Что сделать
1. Когда, согласно отрывку о Батюшкове, Пушкин написал строчки «Не дай мне Бог сойти с ума»?
2. Продолжите отрывок о Константине Батюшкове дальше, начиная после его последнего предложения.

Отрывок из источника
----

7 июля 1855 года не стало русского поэта, одного из самых талантливых стихотворцев эпохи Константина Батюшкова. Он прожил 68 лет. Этот срок можно было бы назвать долгим, если бы в 32 года Батюшков не ощутил явных признаков наследственной душевной болезни, которая еще через два года фактически исключила его из списка живущих.

Не дай мне Бог сойти с ума.
Нет, легче посох и сума;
Нет, легче труд и глад.
Эти строчки Александр Пушкин написал после встречи с Батюшковым в марте 1830 года. В феврале Батюшков сильно простудился, его состояние резко ухудшилось, почти никто из близких не сомневался в скором конце. 22 марта в доме Константина Николаевича была отслужена всенощная, на которую собрались многие его друзья. Был там и Александр Пушкин, который после окончания службы зашел в комнату Батюшкова и стал что-то оживленно ему говорить. Неподвижно лежа на кушетке с закрытыми глазами, Константин Николаевич не шелохнулся и даже не подал никакого знака, что слышит Пушкина. Эта встреча произвела на Александра Сергеевича очень сильное впечатление.

----

Сведения

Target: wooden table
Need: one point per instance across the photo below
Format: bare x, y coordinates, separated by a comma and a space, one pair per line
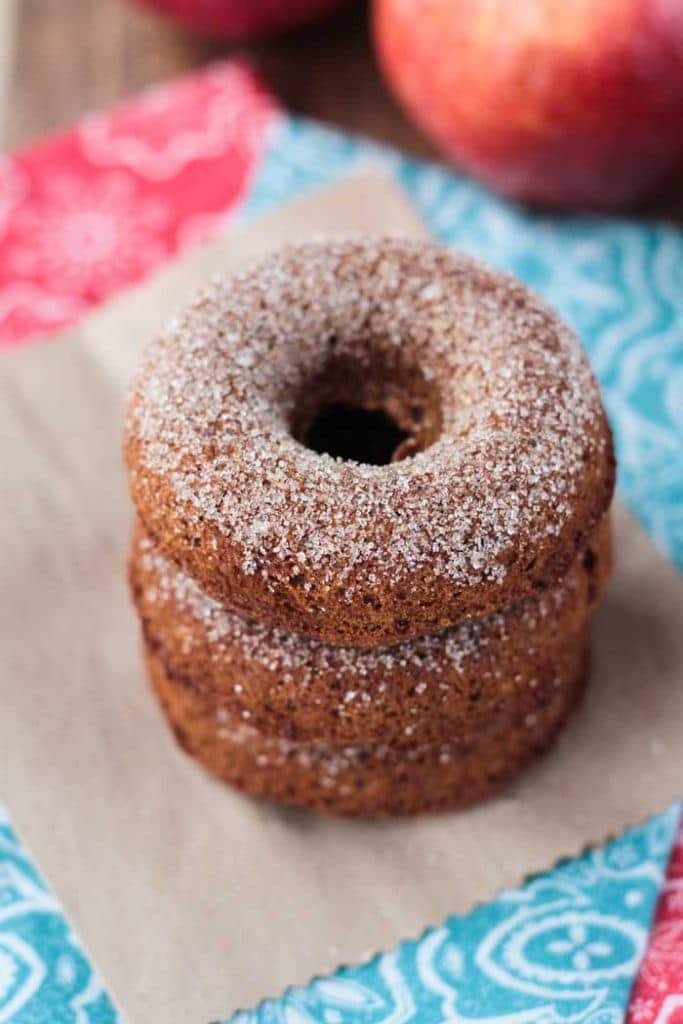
61, 57
66, 56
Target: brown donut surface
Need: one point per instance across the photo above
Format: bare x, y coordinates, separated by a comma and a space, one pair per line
508, 466
416, 691
364, 779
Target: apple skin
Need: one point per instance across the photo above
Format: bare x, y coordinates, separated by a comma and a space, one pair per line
238, 19
561, 102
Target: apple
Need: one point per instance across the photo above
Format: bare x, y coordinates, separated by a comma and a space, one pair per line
243, 18
562, 102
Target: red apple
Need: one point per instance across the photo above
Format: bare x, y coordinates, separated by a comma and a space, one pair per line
243, 18
567, 102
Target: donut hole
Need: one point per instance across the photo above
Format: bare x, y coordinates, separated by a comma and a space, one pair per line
345, 431
375, 411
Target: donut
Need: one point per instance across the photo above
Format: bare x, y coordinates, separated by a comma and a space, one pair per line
421, 690
367, 440
371, 779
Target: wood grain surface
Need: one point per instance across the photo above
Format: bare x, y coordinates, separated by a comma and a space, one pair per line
61, 57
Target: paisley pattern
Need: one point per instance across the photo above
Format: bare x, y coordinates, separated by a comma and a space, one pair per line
45, 977
565, 947
620, 284
167, 171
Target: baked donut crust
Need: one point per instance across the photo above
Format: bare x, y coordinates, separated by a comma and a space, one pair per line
418, 691
365, 779
513, 471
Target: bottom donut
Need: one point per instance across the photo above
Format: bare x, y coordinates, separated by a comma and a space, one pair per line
369, 779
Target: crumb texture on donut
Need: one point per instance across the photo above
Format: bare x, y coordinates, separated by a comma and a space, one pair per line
508, 463
506, 664
363, 779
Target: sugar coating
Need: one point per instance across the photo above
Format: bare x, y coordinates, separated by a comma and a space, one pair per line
301, 658
212, 407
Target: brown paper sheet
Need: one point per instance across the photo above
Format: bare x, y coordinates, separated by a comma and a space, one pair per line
191, 899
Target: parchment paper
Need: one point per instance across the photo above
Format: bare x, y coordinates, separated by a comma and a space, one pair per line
194, 900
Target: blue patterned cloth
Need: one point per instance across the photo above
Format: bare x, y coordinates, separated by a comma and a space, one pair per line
565, 947
45, 977
562, 949
619, 283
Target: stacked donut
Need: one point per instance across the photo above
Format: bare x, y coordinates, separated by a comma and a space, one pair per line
355, 637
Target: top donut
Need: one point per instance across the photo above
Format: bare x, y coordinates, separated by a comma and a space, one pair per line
505, 469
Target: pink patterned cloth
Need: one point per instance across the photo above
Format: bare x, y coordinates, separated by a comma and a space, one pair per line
657, 993
87, 212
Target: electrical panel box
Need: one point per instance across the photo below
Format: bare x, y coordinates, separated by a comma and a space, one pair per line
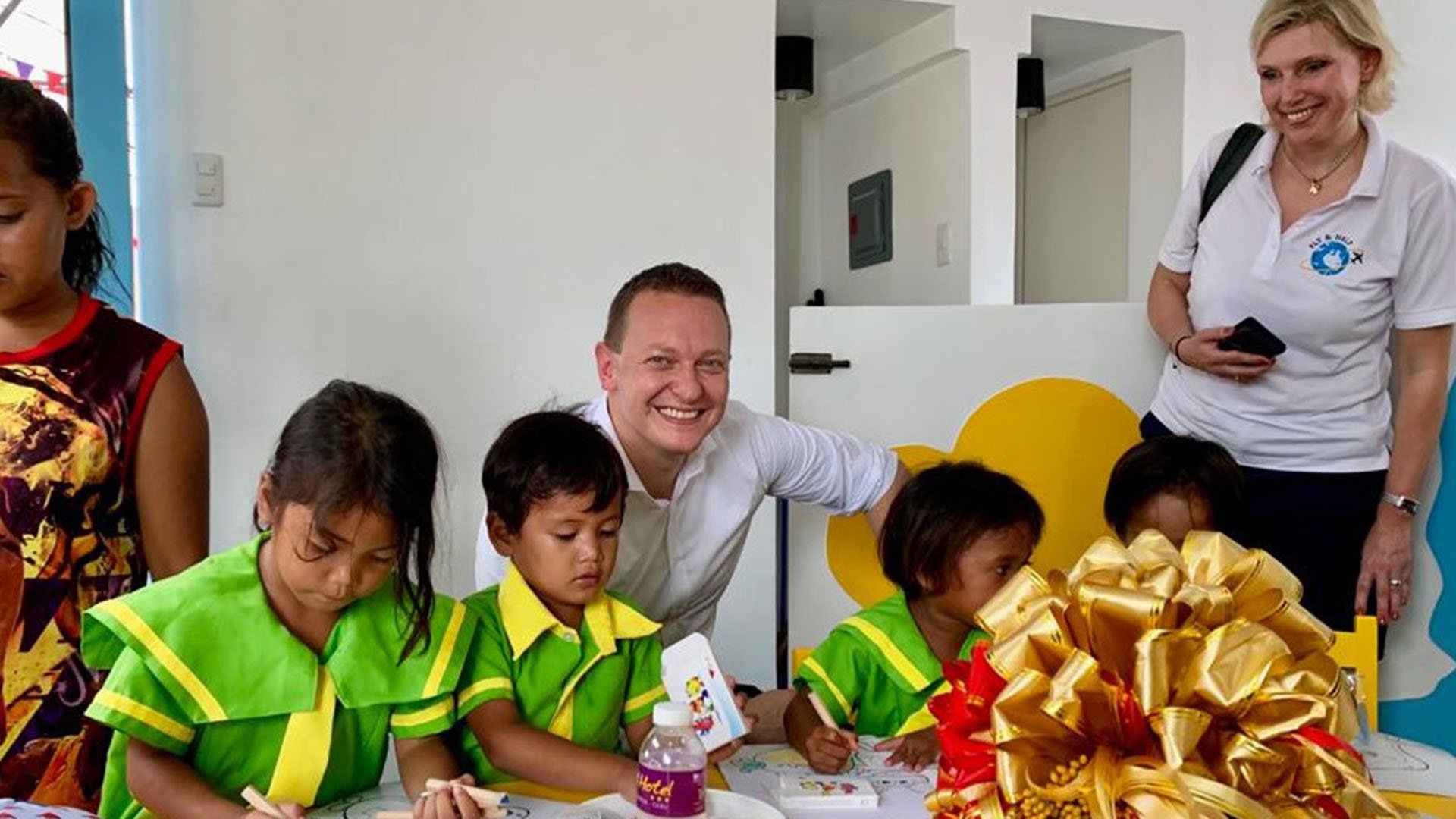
870, 221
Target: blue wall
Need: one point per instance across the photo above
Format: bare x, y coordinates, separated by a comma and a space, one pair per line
1432, 719
99, 108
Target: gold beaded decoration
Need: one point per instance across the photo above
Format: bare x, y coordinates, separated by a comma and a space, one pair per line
1034, 806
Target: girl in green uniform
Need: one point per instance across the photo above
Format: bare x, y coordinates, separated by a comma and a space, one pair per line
287, 662
952, 537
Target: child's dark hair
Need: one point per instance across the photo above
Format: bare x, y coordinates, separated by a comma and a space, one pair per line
940, 513
354, 447
1177, 465
548, 453
46, 136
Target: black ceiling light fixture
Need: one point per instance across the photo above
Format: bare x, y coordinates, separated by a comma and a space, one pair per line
794, 67
1031, 86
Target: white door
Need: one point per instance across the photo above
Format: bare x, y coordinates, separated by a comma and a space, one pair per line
1076, 196
915, 376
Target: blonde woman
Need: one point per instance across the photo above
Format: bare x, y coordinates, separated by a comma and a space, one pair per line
1343, 243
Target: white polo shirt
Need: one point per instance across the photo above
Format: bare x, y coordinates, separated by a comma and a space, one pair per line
1332, 287
674, 558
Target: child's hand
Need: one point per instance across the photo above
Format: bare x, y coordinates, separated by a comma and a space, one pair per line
724, 752
750, 720
289, 809
915, 751
449, 803
626, 781
827, 749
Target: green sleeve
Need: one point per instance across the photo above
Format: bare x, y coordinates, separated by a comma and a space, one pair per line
425, 717
644, 679
134, 703
488, 670
836, 672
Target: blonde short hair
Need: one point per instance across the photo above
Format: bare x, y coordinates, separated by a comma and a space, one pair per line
1357, 22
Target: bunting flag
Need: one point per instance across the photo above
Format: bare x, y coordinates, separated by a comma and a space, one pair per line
50, 82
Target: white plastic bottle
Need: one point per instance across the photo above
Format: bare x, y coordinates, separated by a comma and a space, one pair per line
673, 767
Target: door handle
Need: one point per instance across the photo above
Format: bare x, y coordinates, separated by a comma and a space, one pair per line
816, 363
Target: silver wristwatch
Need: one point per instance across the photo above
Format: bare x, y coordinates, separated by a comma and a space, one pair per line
1404, 503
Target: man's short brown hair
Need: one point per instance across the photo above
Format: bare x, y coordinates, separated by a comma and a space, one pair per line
672, 278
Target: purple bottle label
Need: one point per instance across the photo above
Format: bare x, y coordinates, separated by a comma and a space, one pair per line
670, 793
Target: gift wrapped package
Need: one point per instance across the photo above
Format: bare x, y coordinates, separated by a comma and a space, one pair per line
1152, 682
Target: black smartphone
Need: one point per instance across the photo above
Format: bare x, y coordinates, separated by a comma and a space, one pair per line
1253, 337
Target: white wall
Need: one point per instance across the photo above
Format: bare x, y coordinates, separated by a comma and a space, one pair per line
900, 107
441, 203
788, 177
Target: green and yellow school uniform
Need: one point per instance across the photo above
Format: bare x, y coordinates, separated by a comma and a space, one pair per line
582, 686
875, 672
201, 668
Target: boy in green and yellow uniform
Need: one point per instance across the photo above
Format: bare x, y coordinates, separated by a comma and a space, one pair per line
286, 664
952, 537
561, 668
875, 672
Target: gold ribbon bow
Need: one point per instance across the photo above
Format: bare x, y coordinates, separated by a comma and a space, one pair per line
1161, 682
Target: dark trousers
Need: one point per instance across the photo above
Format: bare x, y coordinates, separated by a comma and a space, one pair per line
1313, 522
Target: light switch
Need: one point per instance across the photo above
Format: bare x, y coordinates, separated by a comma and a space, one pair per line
207, 180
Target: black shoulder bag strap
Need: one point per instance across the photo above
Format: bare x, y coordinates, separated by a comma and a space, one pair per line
1241, 145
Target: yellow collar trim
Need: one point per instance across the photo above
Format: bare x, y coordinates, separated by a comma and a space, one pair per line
526, 618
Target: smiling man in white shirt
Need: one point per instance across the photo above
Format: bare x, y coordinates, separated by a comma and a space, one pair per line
699, 464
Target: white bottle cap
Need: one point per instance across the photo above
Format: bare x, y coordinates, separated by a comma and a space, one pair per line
672, 714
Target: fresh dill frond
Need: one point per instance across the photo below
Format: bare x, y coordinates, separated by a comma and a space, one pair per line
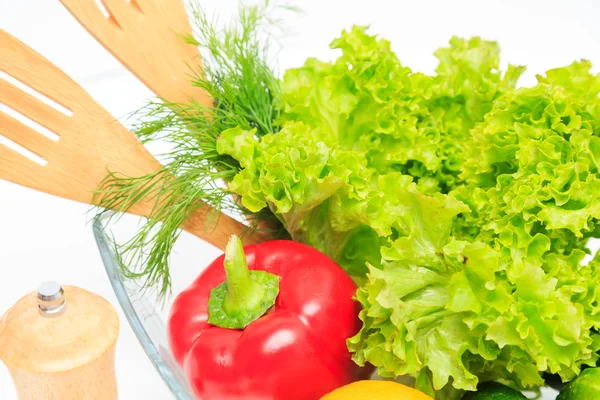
246, 93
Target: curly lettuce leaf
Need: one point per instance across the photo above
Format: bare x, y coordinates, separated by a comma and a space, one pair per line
460, 204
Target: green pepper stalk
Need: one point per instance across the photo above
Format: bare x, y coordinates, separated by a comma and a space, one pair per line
245, 295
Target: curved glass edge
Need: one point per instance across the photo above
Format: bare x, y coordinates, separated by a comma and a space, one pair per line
151, 333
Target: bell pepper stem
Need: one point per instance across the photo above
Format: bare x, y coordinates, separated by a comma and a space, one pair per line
243, 293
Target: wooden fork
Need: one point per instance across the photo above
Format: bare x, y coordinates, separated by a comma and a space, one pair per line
146, 37
90, 141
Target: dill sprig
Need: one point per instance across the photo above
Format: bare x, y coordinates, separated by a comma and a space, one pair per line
246, 93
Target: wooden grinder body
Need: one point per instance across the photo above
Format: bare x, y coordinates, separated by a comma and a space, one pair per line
66, 356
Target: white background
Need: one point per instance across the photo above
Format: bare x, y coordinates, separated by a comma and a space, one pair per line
42, 237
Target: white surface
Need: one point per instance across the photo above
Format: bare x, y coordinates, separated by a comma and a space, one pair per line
45, 238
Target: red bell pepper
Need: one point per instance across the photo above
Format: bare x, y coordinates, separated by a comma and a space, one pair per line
272, 325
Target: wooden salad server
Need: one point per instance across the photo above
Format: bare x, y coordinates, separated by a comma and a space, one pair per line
90, 141
146, 37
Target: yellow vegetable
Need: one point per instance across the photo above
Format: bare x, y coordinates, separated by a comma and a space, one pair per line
376, 390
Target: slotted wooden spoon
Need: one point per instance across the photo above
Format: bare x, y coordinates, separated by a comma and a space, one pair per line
91, 141
146, 37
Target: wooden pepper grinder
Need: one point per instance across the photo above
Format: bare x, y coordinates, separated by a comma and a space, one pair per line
59, 344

----

Ответы по номерам
1. После встречи с Батюшковым в марте 1830 года.

2.
Да вот беда: сойди с ума,
И страшен будешь как чума…
Константин Батюшков еще при жизни был объявлен предтечей Пушкина. Однако сам он всегда был неуверен в себе, свое поэтическое творчество оценивал преимущественно невысоко и занимался литературным ремеслом как бы между прочим, в перерывах между главными – служебными и хозяйственными – заботами.
Вся жизнь Батюшкова состояла из противоречий и странностей. Он был хорош собой, приятен в общении, за его плечами были два военных похода, ранение, он был остроумен в беседе, но в него не влюблялись женщины. Личная жизнь Константина Батюшкова – одна из самых печальных страниц его биографии. Он входил в самый выдающийся круг современников, дружил с крупнейшими литераторами, влиятельными людьми, государственными деятелями, но карьеры не сделал, чинов не получил да и материальное положение было у него так себе.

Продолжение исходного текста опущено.